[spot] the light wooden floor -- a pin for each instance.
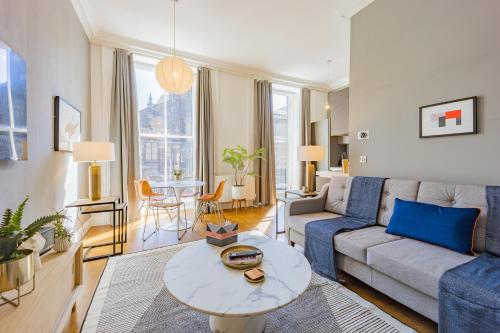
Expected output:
(250, 219)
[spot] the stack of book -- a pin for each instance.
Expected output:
(244, 257)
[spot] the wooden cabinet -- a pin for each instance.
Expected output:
(339, 105)
(49, 306)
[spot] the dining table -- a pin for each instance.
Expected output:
(178, 187)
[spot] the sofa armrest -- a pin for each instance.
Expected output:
(305, 206)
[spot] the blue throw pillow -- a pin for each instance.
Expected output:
(449, 227)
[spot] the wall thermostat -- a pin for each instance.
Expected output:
(363, 135)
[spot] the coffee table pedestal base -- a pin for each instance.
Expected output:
(252, 324)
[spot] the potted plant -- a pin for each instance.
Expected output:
(62, 235)
(17, 265)
(177, 174)
(240, 160)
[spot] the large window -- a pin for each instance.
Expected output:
(285, 132)
(166, 128)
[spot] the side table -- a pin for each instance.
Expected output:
(285, 199)
(105, 205)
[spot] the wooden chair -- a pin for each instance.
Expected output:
(211, 201)
(153, 200)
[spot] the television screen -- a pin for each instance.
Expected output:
(13, 111)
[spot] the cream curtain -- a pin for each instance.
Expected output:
(124, 130)
(305, 123)
(205, 132)
(265, 182)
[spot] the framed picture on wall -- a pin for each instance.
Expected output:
(456, 117)
(67, 128)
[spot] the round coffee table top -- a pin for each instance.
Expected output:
(197, 277)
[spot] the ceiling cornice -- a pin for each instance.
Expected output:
(156, 51)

**THE TASK**
Reproduce word for word the lines of the records, starting at the line that contains "[spot] the round" and ending at the final line of the records.

**CORRECT OUTPUT**
[spot] the round coffee table top -- a pin for each instance.
Expected output:
(197, 277)
[spot] the ceiling cornice -- a pin for each instance.
Expected output:
(156, 51)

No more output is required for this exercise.